**Exercise task**
Copy exactly the lines from the one containing "Place one keypoint on each instance of the open" through the last line of the records, both included, and nothing more.

**Supplied records**
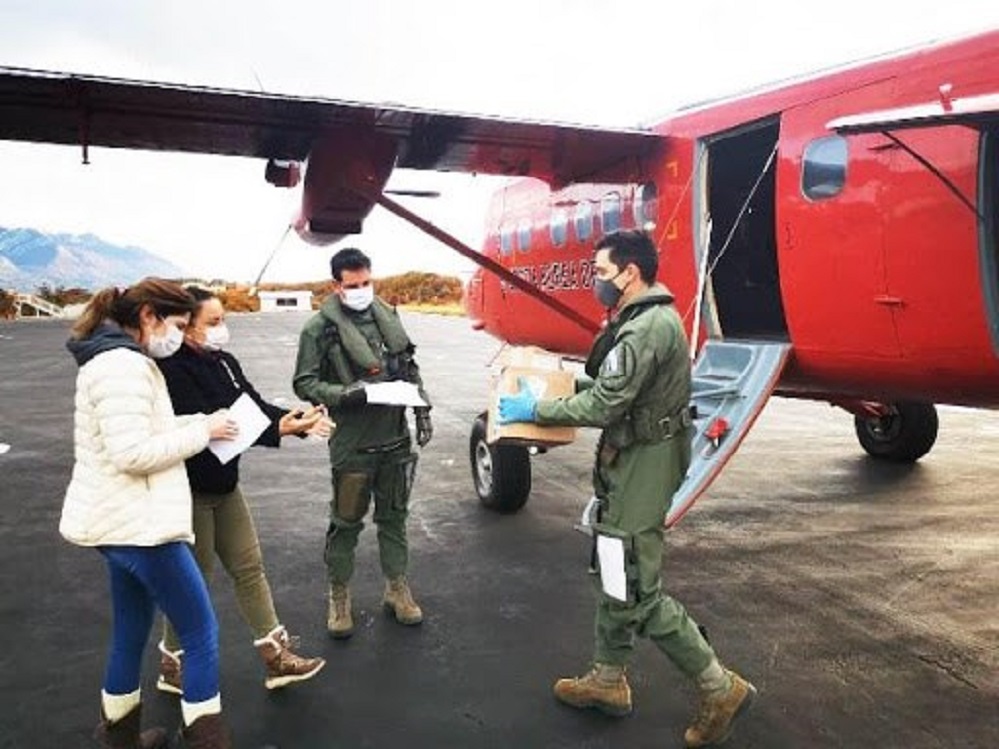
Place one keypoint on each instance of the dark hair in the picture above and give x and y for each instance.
(632, 246)
(200, 294)
(349, 258)
(124, 305)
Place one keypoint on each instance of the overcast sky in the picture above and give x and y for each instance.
(592, 61)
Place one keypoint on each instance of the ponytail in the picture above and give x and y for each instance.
(124, 305)
(98, 309)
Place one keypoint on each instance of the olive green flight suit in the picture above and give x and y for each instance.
(371, 452)
(639, 395)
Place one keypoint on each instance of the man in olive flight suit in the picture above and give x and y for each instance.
(354, 340)
(638, 391)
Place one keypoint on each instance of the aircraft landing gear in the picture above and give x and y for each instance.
(502, 473)
(900, 432)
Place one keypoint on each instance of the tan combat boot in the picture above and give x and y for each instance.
(604, 687)
(398, 600)
(284, 666)
(170, 670)
(339, 622)
(718, 711)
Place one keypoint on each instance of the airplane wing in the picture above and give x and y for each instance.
(974, 111)
(88, 110)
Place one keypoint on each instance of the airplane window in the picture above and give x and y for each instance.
(524, 235)
(584, 221)
(823, 171)
(559, 227)
(506, 240)
(646, 205)
(610, 212)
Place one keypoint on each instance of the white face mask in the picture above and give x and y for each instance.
(359, 299)
(216, 337)
(167, 344)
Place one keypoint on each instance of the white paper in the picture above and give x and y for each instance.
(251, 421)
(396, 393)
(610, 552)
(589, 512)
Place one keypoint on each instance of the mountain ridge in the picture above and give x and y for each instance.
(30, 258)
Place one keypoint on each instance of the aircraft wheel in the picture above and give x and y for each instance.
(903, 435)
(502, 473)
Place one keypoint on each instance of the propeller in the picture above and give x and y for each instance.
(415, 193)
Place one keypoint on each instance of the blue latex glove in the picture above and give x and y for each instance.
(519, 407)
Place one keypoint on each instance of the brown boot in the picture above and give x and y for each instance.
(604, 687)
(339, 622)
(718, 712)
(207, 732)
(125, 733)
(398, 601)
(169, 680)
(283, 665)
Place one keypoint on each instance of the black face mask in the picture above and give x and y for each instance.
(606, 292)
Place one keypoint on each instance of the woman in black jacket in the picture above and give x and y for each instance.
(200, 374)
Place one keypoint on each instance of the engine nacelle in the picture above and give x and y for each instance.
(346, 169)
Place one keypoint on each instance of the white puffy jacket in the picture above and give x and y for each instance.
(129, 484)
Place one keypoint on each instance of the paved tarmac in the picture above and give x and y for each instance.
(862, 599)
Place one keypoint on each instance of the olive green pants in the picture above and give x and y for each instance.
(388, 479)
(223, 527)
(637, 487)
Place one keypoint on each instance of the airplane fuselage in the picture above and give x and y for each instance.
(884, 282)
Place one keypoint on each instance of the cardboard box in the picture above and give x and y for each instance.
(545, 383)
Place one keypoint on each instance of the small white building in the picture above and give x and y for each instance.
(285, 301)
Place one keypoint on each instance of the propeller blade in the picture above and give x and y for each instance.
(415, 193)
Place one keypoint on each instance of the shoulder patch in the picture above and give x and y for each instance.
(618, 366)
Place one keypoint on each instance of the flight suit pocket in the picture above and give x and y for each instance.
(616, 560)
(400, 481)
(352, 492)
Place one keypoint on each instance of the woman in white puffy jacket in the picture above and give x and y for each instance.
(129, 498)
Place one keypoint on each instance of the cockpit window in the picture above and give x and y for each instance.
(823, 171)
(559, 227)
(646, 205)
(524, 235)
(610, 212)
(506, 239)
(584, 221)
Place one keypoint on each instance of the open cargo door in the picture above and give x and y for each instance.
(732, 382)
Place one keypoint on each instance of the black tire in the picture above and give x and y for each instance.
(904, 435)
(501, 473)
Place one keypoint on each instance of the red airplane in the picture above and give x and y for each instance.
(832, 237)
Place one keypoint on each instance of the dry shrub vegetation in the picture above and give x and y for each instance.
(414, 289)
(424, 291)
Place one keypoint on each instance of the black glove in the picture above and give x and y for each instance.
(424, 427)
(353, 396)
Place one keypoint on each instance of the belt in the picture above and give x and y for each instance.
(674, 424)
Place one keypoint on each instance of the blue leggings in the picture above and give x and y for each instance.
(142, 579)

**Answer to this problem**
Place one keypoint on each instance of the open cargo door in the picture above and give x and y for each instance.
(732, 382)
Place one keypoint on each instance of the black tire in the picture above and give x and y for each instance.
(904, 435)
(501, 473)
Place one keypoint on each instance of the red airplane in the picture above and give x and y for each instance.
(832, 237)
Place one keypoint on each instance of the dry shrub vegetation in the picture above and give x and y for each instance.
(414, 289)
(424, 291)
Place one keypoint on each instance of the black glove in the picture above and give x and y for each instance.
(424, 427)
(353, 396)
Place one keypoint on each instance of the belt in the picture above and give x and y for each instance.
(674, 424)
Place one keypoint on each instance of the blue leggings in the picture above and give x and y for each instance.
(142, 579)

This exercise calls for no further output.